UNITED STATES

SECURITIES AND EXCHANGE COMMISSION

WASHINGTON, DC 20549

 

FORM 8-K

 

CURRENT REPORT PURSUANT

TO SECTION 13 OR 15(D) OF THE

SECURITIES EXCHANGE ACT OF 1934

 

Date of Report (Date of earliest event reported): October 14, 2022 (September 1, 2022)

 

GZ6G TECHNOLOGIES CORP.

(Exact name of Company as specified in its charter)

 

Nevada

 

000-51007

 

20-0452700

(State or other jurisdiction

of Incorporation)

 

(Commission File Number)

 

(IRS Employer Identification

Number)

 

1 Technology Drive, Bldg B, Suite B123

Irvine, California 92618

 

(Address of principal executive offices)

 

 

 

 

 

(949) 872-1965

 

 

(Company's Telephone Number)

 

 

Check the appropriate box below if the Form 8-K filing is intended to simultaneously satisfy the filing obligation of the registrant under any of the following provisions (see General Instruction A.2. below):

 

☐ Written communications pursuant to Rule 425 under the Securities Act (17 CFR 230.425)

 

☐ Soliciting material pursuant to Rule 14a-12 under the Exchange Act (17 CFR 240.14a-12)

 

☐  Pre-commencement communications pursuant to Rule 14d-2(b) under the Exchange Act (17 CFR 240.14d-2(b))

 

☐  Pre-commencement communications pursuant to Rule 13e-4(c) under the Exchange Act (17 CFR 240.13e-4(c))

 

Indicate by check mark whether the registrant is an emerging growth company as defined in Rule 405 of the Securities Act of 1933 (§230.405 of this chapter) or Rule 12b-2 of the Securities Exchange Act of 1934 (§240.12b-2 of this chapter).

 

Emerging growth company ☐

 

If an emerging growth company, indicate by check mark if the registrant has elected not to use the extended transition period for complying with any new or revised financial accounting standards provided pursuant to Section 13(a) of the Exchange Act. ☐

 

Securities registered pursuant to Section 12(b) of the Act: None

 

 

 

 

Section 3 – Securities and Trading Markets

 

Item 3.02 – Unregistered Sales of Equity Securities

 

On September 1, 2022, the Board of Directors and the Majority Shareholder resolved to issue 5,200,000 restricted, unregistered shares of the Company’s common stock as follows: 2,500,000 common shares to William Coleman Smith; 100,000 common shares to Brian Scott Hale; and 100,000 common shares to William Procanik for services rendered during the first two quarters of 2022.

#### Dataset section
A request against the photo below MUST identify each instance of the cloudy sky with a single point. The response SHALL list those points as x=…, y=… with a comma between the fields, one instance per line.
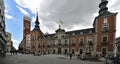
x=75, y=14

#### Prompt 1
In the SEC filing, which state is listed as the company's place of incorporation?
#### Prompt 2
Name every person the SEC filing says is to receive common shares.
#### Prompt 3
Write out the part of the SEC filing that opens with the words containing "CURRENT REPORT PURSUANT" and closes with "GZ6G TECHNOLOGIES CORP.".

#### Worked answer 1
Nevada

#### Worked answer 2
William Coleman Smith, Brian Scott Hale, William Procanik

#### Worked answer 3
CURRENT REPORT PURSUANT

TO SECTION 13 OR 15(D) OF THE

SECURITIES EXCHANGE ACT OF 1934

 

Date of Report (Date of earliest event reported): October 14, 2022 (September 1, 2022)

 

GZ6G TECHNOLOGIES CORP.